Object position labeling entries:
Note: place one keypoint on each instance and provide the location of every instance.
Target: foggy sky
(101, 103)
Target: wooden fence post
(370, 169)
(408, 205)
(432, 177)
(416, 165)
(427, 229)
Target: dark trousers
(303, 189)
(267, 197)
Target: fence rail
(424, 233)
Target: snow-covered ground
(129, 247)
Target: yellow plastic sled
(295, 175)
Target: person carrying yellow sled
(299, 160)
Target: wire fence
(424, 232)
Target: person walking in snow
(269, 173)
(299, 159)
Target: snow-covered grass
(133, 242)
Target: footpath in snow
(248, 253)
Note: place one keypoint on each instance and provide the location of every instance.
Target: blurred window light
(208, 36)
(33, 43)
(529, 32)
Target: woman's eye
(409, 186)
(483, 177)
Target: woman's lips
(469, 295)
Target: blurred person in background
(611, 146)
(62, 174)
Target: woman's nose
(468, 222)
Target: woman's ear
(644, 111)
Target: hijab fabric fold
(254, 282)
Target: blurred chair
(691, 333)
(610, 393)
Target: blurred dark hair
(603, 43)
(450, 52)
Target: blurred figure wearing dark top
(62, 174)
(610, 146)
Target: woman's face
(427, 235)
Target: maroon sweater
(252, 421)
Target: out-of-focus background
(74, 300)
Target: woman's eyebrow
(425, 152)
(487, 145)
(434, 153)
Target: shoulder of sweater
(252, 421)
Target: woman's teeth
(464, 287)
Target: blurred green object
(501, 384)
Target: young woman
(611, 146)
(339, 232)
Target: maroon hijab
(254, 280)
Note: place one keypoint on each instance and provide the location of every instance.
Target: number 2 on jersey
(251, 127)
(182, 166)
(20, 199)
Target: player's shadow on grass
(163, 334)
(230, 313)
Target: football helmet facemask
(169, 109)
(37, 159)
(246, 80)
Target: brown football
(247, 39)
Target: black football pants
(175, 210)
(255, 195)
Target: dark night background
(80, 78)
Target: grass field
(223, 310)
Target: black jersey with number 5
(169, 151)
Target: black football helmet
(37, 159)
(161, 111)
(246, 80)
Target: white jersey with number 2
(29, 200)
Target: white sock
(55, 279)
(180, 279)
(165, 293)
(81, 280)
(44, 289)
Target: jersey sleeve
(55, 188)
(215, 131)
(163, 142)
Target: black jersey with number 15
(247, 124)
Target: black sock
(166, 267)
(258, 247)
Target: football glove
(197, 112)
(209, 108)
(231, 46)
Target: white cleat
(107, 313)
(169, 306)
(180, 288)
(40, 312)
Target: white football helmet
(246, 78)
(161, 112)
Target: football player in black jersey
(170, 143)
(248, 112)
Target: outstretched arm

● **TASK TO CARRY OUT**: Nothing but the lines from the one with "Target: player's shadow on grass" through the last line should be repeated, each exactly as it stands.

● **RESULT BELOW**:
Target: player's shadow on grass
(163, 334)
(230, 313)
Target: football helmet facemask
(169, 109)
(37, 159)
(246, 80)
Target: brown football
(247, 39)
Target: black football pants
(175, 210)
(255, 195)
Target: dark night background
(80, 78)
Target: grass field
(223, 310)
Target: black jersey with number 5
(169, 151)
Target: black football helmet
(37, 159)
(161, 111)
(246, 80)
Target: white jersey with number 2
(29, 200)
Target: white sock
(55, 279)
(180, 279)
(165, 293)
(81, 280)
(44, 289)
Target: jersey sleeve
(55, 188)
(215, 131)
(163, 142)
Target: black jersey with number 15
(247, 124)
Target: black sock
(166, 267)
(258, 247)
Target: football glove
(197, 112)
(209, 108)
(231, 46)
Target: white cleat
(107, 313)
(169, 306)
(180, 288)
(40, 312)
Target: white football helmet
(246, 78)
(161, 112)
Target: football player in black jersey
(170, 143)
(248, 112)
Target: outstretched arm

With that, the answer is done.